> Given problem:
All of the material below is to be returned exactly.

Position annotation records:
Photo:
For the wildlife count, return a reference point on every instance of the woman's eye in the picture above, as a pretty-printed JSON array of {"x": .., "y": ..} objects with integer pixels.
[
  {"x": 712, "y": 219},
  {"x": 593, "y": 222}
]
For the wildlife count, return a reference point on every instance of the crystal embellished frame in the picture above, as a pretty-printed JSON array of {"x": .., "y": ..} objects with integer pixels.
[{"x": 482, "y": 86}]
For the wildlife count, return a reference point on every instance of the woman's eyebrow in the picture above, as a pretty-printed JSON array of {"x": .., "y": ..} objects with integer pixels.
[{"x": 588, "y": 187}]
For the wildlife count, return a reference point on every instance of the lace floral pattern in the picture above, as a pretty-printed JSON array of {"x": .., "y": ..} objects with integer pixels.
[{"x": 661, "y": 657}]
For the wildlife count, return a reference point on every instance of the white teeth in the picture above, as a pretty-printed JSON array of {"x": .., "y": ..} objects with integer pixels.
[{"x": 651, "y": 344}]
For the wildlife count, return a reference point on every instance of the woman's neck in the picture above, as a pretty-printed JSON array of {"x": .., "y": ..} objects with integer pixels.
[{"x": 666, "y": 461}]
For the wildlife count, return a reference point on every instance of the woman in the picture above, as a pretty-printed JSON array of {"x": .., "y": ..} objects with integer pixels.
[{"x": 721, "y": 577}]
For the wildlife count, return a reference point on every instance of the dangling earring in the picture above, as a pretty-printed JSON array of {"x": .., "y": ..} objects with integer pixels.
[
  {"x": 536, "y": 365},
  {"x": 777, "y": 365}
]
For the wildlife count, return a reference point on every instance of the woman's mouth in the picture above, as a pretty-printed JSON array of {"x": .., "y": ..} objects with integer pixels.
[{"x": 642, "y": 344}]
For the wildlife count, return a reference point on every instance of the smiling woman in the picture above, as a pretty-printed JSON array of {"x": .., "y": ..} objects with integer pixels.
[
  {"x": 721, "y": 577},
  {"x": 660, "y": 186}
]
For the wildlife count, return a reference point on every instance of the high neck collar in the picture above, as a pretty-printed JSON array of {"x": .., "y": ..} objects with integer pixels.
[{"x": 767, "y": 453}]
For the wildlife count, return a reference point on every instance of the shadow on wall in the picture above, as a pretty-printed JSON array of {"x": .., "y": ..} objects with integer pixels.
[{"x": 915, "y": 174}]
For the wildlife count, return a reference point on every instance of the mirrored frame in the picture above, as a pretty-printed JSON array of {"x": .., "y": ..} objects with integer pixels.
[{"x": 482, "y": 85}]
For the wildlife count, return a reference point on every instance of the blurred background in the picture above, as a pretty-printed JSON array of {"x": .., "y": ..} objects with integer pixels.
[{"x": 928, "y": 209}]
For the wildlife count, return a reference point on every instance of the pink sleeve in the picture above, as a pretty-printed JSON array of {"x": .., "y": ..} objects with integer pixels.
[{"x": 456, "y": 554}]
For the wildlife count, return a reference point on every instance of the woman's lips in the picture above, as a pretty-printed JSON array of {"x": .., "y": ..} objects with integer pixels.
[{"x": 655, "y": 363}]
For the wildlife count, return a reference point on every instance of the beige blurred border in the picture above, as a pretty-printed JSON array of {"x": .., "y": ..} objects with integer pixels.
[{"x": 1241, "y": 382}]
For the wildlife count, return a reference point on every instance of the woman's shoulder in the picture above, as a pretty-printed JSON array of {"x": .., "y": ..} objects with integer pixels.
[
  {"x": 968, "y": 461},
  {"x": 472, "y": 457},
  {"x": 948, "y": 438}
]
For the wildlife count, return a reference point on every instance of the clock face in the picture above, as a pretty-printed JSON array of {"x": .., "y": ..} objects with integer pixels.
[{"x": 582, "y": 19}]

> Written solution:
Photo:
For the wildlife count, return a reference point on every instance of the woman's eye in the picture above, as a pretty-printed JSON array of {"x": .., "y": ..} objects with integer pixels.
[
  {"x": 712, "y": 219},
  {"x": 593, "y": 222}
]
For the wildlife count, return a reference point on every instance of the crystal embellished frame in the picture above, as a pretty-printed JSON array of {"x": .., "y": ..} objects with integer pixels.
[{"x": 482, "y": 86}]
For the wildlife count, return a reference point on every instance of the woman's eyebrow in the picture above, as a pretty-printed JSON array of {"x": .., "y": ..} objects with integer pixels.
[{"x": 588, "y": 187}]
For the wildlife count, return a reference point on every instance of the lace floral pattern in the picture above, as a pretty-printed JSON array of {"x": .., "y": ..} objects with integer pixels.
[{"x": 661, "y": 657}]
For the wildlife count, return a reference point on every instance of the white teeth in the picture above, as a pretty-printed JSON array of {"x": .., "y": ..} objects with integer pixels.
[{"x": 651, "y": 344}]
For the wildlife count, return a reference point on every instance of the woman's neck in the picture above, as a pretty-printed JSON array of {"x": .., "y": ..} objects with integer pixels.
[{"x": 666, "y": 461}]
For the wildlife count, return a reference point on every instance of the woman in the picture above, as a pretty-printed JSON array of {"x": .., "y": ..} objects with integer pixels.
[{"x": 721, "y": 577}]
For the wildlife count, return a reference point on every instance of the dangling earring in the picture above, as a pretty-printed JSON array of {"x": .., "y": ..} objects with integer pixels.
[
  {"x": 536, "y": 365},
  {"x": 777, "y": 365}
]
For the wildlife count, return a reference point on every instance of the woman's mouth in the picture above, as a pretty-printed JSON array of {"x": .., "y": ..} objects with integer pixels.
[{"x": 642, "y": 344}]
For the wildlife count, return a reference point on every instance of the smiling woman in the picture above, as a pretty-printed JSON array of {"x": .., "y": ..} objects with integer pixels.
[
  {"x": 721, "y": 577},
  {"x": 660, "y": 186}
]
For the wildlife count, return a reference point on every instance of the high neck collar in the picture above, as a pretty-printed JSON array of {"x": .., "y": ..} objects with integer pixels.
[{"x": 767, "y": 453}]
For the wildlife count, return a reference point on every instance of the shadow on wall in the picture above, as a pretty-printed JSON array of {"x": .., "y": ..} objects with integer pixels.
[{"x": 915, "y": 174}]
For the wildlife count, return a reference point on every instance of the mirrored frame in the picture above, as a pretty-printed JSON array of {"x": .., "y": ..} objects with integer pixels.
[{"x": 482, "y": 85}]
For the wildlife count, return a reference point on every instance of the blurred background in the picture above, as a pretty-printed JSON array of {"x": .., "y": ..} objects with integer pixels.
[{"x": 928, "y": 209}]
For the wildlife count, return a reference point on every instance of the pink sleeve in the picture above, as a pretty-printed JSON array of {"x": .., "y": ..} objects with integer pixels.
[{"x": 456, "y": 554}]
For the wildlife count, return a reference point on every instance of the woman's lips in the picture above, as a pretty-printed JSON array of {"x": .., "y": ..} objects with integer pixels.
[{"x": 655, "y": 363}]
For the wildlife count, return a reference point on every instance of the beige blurred border in the picture above, as a pretty-printed JSON array of {"x": .., "y": ..} objects with integer pixels.
[{"x": 1241, "y": 382}]
For the wildlife count, return a reference point on every instance of the woman's shoulder in the picture above, as a pretty-printed JSON array of {"x": .., "y": ..} objects with integer pixels.
[
  {"x": 968, "y": 461},
  {"x": 472, "y": 457},
  {"x": 948, "y": 438}
]
For the wildlife count, return a reference point on every instance of the clock face in the picture above, as a pretty-printed JSON array of {"x": .., "y": ..} objects with integer pixels.
[{"x": 582, "y": 19}]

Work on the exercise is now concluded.